GIVEN INSTRUCTION: Only the lines from the one containing "Please locate the purple" through the end of the entries should be repeated, exactly as they appear, first and last included.

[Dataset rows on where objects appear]
▼
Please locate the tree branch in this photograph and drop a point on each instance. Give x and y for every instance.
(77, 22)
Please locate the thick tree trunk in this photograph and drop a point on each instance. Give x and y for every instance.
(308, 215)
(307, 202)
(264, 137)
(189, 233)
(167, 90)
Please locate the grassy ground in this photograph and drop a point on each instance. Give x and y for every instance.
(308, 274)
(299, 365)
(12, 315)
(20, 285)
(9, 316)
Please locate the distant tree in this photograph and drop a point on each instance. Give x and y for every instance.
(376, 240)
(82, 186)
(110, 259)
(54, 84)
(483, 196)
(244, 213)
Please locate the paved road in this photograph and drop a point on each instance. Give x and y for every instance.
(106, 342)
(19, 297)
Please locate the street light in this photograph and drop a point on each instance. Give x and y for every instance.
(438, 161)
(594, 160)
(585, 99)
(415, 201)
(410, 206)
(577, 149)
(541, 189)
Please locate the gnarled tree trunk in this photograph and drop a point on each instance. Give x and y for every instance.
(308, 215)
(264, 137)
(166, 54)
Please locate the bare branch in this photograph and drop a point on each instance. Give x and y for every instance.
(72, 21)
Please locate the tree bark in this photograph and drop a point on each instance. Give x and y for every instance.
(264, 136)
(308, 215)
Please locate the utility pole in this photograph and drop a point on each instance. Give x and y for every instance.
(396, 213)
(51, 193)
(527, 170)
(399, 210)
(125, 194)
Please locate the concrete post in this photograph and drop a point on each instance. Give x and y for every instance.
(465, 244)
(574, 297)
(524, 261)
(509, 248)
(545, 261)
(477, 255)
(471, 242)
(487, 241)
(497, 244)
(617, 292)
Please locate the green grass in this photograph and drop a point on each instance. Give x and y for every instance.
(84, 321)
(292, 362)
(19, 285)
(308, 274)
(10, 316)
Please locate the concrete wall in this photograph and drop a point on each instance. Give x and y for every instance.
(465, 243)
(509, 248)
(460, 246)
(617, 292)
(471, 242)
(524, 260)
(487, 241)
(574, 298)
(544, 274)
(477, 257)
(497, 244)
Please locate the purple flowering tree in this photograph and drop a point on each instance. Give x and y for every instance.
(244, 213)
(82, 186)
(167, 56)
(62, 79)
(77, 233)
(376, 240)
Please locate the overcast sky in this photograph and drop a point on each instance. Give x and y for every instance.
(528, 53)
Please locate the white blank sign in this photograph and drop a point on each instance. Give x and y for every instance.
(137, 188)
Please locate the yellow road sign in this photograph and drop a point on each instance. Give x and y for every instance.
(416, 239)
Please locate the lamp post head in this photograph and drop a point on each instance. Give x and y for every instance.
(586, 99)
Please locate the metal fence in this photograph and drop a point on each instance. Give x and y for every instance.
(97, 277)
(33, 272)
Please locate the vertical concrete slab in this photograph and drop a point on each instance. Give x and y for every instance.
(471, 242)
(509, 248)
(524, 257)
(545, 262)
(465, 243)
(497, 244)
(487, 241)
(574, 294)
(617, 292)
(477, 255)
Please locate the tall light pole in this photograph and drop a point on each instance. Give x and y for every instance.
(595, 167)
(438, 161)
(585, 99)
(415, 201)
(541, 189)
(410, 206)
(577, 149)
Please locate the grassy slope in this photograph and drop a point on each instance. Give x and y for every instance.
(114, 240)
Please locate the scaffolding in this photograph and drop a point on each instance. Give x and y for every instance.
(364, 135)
▲
OUTPUT OF THE TASK:
Please locate the purple flowering tree in this photograph and drop a point on each instance. Give x and y for every instance.
(244, 213)
(82, 186)
(167, 56)
(62, 79)
(77, 233)
(376, 240)
Please locate the overcast sky in this photograph and drop a point on each instance. Give x and y for every instance.
(528, 53)
Please locate the white blank sign in this photograph and drop a point on each instance. Give x and y for every instance.
(137, 188)
Please locate the yellow road sign in this photograph and drop a point on each instance. Give x and y for every instance.
(416, 239)
Please locate the lamp post head in this photograph and drop a point on each instance. Give x and y for every instance.
(586, 99)
Please locate the metal fence in this photograph and drop a point on each instance. Give x and y for every instance.
(97, 277)
(33, 272)
Please locate the vertical concrete slab in this photograph and drop a point on each instance. Give x and y for every instance.
(471, 242)
(509, 248)
(524, 257)
(545, 262)
(465, 243)
(497, 244)
(487, 241)
(574, 294)
(617, 292)
(477, 255)
Please locate the tall light pole in this photograph and drop a point on each instance. Give x and y for every instance.
(595, 167)
(438, 161)
(585, 99)
(415, 201)
(541, 189)
(410, 206)
(577, 149)
Please locate the grassy slope in this photograph and drop a point on each instance. Give x and y for every instance.
(114, 240)
Please locate the scaffolding in this photograph and drop a point on each instance. Give x and y for every instance.
(364, 135)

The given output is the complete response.